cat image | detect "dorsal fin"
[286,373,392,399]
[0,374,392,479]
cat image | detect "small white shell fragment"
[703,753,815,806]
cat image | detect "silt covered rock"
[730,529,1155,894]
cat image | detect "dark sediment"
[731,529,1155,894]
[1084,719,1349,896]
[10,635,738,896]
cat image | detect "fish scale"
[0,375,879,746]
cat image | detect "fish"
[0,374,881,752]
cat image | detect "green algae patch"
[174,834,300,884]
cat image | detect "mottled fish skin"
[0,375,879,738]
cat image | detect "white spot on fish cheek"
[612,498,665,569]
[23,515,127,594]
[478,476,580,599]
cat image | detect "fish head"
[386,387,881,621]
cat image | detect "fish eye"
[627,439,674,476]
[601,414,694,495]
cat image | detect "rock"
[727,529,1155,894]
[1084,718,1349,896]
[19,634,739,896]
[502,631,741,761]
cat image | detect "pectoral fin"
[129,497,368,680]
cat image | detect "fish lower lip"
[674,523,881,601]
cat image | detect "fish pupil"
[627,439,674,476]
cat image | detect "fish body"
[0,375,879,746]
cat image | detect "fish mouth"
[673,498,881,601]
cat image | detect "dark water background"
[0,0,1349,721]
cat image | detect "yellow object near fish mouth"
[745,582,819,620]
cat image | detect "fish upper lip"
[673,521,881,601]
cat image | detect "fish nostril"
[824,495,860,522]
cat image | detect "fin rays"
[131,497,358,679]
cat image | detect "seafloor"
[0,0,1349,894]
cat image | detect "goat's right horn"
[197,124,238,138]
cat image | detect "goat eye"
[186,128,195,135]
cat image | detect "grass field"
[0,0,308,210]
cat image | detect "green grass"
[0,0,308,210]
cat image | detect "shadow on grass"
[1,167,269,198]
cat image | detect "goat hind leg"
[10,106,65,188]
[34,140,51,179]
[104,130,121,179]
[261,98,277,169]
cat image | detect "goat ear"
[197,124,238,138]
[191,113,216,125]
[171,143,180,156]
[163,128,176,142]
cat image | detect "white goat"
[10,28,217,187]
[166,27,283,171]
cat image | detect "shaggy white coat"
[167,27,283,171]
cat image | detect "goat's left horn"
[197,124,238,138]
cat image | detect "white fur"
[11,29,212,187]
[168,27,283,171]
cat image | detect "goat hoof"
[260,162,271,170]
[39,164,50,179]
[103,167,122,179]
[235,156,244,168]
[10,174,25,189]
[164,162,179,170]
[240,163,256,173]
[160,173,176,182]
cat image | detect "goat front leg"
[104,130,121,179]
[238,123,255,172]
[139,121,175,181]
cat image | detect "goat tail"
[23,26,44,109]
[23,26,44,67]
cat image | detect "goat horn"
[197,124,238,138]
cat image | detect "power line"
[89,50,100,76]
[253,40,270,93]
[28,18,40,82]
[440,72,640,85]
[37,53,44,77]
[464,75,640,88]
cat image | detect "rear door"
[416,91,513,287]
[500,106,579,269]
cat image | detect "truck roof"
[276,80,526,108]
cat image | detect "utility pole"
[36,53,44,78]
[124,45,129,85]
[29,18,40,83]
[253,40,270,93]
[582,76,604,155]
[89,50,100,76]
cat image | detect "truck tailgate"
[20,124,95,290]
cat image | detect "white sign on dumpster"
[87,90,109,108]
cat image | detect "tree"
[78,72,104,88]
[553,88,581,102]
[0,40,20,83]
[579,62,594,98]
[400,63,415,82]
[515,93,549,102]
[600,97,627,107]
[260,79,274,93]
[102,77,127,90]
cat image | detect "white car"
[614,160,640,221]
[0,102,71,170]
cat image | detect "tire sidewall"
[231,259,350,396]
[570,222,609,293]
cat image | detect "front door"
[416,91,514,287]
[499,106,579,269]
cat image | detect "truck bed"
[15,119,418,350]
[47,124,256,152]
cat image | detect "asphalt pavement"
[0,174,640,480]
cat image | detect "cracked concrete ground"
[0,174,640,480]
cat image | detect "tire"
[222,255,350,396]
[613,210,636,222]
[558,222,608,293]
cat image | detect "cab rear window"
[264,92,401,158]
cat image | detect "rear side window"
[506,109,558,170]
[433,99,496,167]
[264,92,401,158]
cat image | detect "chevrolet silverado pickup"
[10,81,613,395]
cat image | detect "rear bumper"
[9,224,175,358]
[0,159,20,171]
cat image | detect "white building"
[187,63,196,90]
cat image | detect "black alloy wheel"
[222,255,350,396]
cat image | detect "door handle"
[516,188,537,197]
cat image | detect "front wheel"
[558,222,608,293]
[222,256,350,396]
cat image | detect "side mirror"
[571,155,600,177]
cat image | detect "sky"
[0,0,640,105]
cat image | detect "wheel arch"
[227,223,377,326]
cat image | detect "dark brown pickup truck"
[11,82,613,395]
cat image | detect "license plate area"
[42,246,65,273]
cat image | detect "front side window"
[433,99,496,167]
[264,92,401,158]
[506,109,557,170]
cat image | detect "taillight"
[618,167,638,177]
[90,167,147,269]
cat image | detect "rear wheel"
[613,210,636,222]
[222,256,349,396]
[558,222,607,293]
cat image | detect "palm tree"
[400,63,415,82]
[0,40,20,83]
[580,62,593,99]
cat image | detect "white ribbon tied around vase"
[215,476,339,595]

Given exercise: How many lines of the items above contain the string "white"? Reply with the number alone.

Answer to the exercise: 9